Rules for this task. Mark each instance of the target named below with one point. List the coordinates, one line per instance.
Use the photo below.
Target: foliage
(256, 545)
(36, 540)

◆ What to produce
Return the records above without any change, reproducing every line word for word in its original order.

◆ Worked answer
Rules for this task. Mark each instance of the target named below with one point. List the coordinates, one line per instance.
Use the photo below.
Target: foliage
(256, 545)
(36, 540)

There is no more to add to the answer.